## Action item
Would you transcribe word for word every line from the one containing "target | sky" to the end of the data, both ends included, and leave out the rest?

----

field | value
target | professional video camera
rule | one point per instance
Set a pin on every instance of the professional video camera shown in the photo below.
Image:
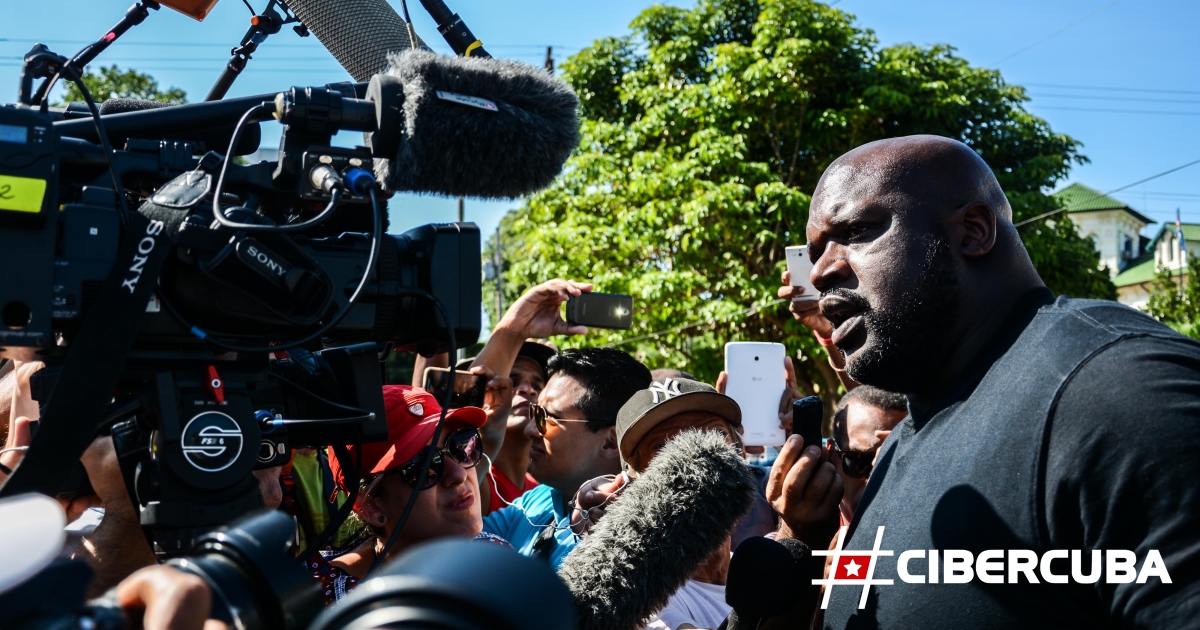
(244, 309)
(257, 585)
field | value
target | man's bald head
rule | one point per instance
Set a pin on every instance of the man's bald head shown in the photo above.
(912, 239)
(942, 173)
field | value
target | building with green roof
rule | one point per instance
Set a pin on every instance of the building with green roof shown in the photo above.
(1116, 231)
(1113, 226)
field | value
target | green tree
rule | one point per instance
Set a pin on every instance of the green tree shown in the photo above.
(1175, 300)
(705, 132)
(115, 83)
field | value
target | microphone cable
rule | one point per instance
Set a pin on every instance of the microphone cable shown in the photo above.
(109, 154)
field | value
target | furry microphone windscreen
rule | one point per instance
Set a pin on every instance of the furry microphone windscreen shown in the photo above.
(510, 144)
(659, 531)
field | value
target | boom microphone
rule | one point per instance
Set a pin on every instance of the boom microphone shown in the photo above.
(475, 127)
(360, 34)
(658, 533)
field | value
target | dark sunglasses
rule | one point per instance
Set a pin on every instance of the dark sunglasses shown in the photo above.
(857, 465)
(465, 447)
(541, 419)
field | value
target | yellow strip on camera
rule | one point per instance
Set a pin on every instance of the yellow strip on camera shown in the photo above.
(23, 195)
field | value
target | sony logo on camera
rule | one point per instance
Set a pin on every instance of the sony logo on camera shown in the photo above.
(139, 259)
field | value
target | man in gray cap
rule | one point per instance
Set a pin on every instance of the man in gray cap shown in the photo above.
(671, 406)
(645, 425)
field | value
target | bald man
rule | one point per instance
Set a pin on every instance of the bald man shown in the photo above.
(1037, 424)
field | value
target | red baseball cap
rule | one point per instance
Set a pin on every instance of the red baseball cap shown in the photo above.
(412, 417)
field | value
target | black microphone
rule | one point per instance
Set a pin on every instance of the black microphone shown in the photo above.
(360, 34)
(454, 30)
(659, 532)
(474, 127)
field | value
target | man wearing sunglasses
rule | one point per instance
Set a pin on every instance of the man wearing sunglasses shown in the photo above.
(448, 498)
(574, 439)
(864, 418)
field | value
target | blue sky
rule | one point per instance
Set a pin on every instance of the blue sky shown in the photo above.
(1121, 76)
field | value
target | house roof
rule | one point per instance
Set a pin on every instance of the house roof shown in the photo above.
(1191, 233)
(1079, 198)
(1139, 270)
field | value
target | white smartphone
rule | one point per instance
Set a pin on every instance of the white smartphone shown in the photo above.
(756, 381)
(799, 267)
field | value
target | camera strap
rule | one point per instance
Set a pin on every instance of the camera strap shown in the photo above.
(91, 370)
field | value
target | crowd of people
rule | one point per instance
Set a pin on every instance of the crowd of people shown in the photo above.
(979, 412)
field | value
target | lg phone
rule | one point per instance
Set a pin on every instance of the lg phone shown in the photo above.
(468, 389)
(799, 267)
(756, 381)
(601, 310)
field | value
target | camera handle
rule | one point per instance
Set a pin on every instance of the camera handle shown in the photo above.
(91, 370)
(262, 25)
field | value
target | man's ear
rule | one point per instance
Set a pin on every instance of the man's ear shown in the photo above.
(610, 448)
(369, 510)
(975, 228)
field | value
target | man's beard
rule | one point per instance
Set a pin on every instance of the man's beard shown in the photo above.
(905, 343)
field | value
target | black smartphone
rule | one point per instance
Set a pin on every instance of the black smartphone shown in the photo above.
(468, 389)
(807, 415)
(601, 310)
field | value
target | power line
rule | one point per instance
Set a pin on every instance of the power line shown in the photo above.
(685, 327)
(1055, 34)
(1107, 97)
(231, 45)
(1116, 111)
(1065, 87)
(1097, 196)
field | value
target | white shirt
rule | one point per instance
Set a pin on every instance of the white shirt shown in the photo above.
(699, 604)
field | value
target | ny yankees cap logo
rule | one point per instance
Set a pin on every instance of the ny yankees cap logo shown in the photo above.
(669, 388)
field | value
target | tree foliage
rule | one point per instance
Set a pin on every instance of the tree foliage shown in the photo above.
(1175, 299)
(115, 83)
(705, 133)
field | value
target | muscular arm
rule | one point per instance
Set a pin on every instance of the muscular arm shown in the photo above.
(1122, 473)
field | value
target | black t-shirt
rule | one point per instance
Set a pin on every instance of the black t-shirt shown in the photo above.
(1079, 429)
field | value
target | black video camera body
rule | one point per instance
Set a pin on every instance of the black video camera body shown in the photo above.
(189, 419)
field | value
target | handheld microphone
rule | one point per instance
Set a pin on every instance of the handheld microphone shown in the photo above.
(771, 585)
(474, 127)
(360, 34)
(658, 533)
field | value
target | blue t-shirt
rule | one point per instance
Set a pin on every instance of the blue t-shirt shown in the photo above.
(523, 522)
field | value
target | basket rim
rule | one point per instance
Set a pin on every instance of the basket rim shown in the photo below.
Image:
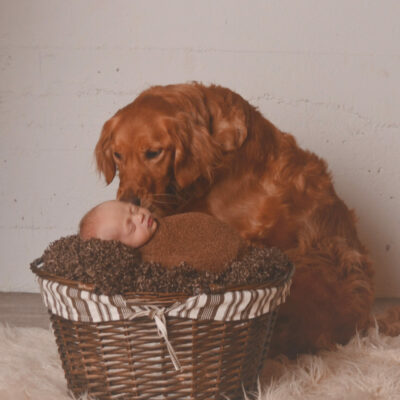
(36, 269)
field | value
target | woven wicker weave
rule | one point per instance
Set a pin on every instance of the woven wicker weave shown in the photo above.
(127, 359)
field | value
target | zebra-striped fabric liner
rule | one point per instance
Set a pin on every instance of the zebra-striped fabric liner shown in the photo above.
(85, 306)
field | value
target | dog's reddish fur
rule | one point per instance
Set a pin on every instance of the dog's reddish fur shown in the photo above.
(191, 147)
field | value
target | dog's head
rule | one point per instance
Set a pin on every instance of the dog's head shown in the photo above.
(168, 139)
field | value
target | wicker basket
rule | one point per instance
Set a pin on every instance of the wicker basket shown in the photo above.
(161, 346)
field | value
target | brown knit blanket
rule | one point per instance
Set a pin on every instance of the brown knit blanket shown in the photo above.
(191, 253)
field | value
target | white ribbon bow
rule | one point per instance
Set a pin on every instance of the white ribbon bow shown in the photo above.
(157, 314)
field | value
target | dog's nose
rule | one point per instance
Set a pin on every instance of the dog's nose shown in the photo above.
(130, 197)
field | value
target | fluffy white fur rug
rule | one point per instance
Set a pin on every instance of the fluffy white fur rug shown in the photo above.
(367, 368)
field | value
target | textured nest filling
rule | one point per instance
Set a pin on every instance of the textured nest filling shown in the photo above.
(113, 268)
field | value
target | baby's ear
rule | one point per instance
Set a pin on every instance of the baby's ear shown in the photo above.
(103, 151)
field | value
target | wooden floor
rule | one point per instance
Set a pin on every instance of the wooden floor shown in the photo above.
(27, 309)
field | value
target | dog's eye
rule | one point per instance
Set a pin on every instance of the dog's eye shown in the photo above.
(152, 153)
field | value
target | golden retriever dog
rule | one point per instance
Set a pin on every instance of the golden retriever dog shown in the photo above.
(190, 147)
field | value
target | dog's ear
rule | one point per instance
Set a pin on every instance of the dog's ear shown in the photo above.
(103, 151)
(196, 153)
(228, 122)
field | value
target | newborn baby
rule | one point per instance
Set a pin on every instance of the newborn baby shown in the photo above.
(195, 238)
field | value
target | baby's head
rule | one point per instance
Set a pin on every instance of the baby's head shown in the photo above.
(117, 220)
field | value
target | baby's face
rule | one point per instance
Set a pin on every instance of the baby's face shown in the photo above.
(125, 222)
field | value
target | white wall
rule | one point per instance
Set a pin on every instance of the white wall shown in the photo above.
(329, 72)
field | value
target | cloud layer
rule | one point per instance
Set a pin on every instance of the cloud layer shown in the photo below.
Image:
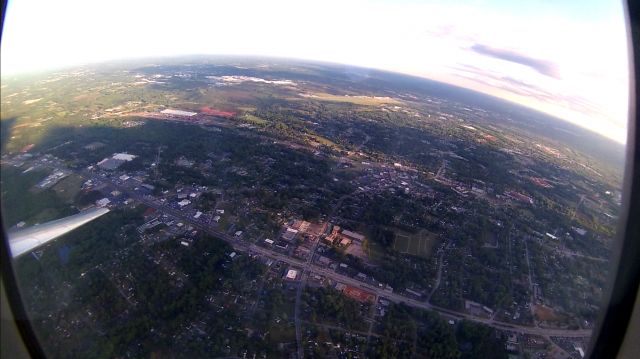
(544, 67)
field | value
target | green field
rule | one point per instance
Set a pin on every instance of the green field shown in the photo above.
(419, 244)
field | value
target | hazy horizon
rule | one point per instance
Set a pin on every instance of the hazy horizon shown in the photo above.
(573, 68)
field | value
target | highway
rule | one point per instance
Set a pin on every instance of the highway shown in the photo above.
(312, 268)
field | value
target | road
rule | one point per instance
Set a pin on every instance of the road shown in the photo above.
(312, 268)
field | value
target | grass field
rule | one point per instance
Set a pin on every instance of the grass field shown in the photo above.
(254, 119)
(357, 100)
(419, 244)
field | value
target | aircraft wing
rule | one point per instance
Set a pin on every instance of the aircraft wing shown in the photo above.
(27, 239)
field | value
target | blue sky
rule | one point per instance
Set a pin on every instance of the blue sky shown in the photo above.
(566, 58)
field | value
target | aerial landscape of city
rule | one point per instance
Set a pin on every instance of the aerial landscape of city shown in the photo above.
(263, 208)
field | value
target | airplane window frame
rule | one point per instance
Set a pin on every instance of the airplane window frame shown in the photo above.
(609, 333)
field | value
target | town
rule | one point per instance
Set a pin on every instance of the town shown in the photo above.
(327, 238)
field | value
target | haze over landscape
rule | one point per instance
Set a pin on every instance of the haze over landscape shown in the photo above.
(285, 180)
(567, 59)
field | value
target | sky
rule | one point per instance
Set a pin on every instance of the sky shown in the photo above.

----

## Exercise response
target | sky
rule | one point per instance
Set a pin on every instance of the sky shown in the photo above.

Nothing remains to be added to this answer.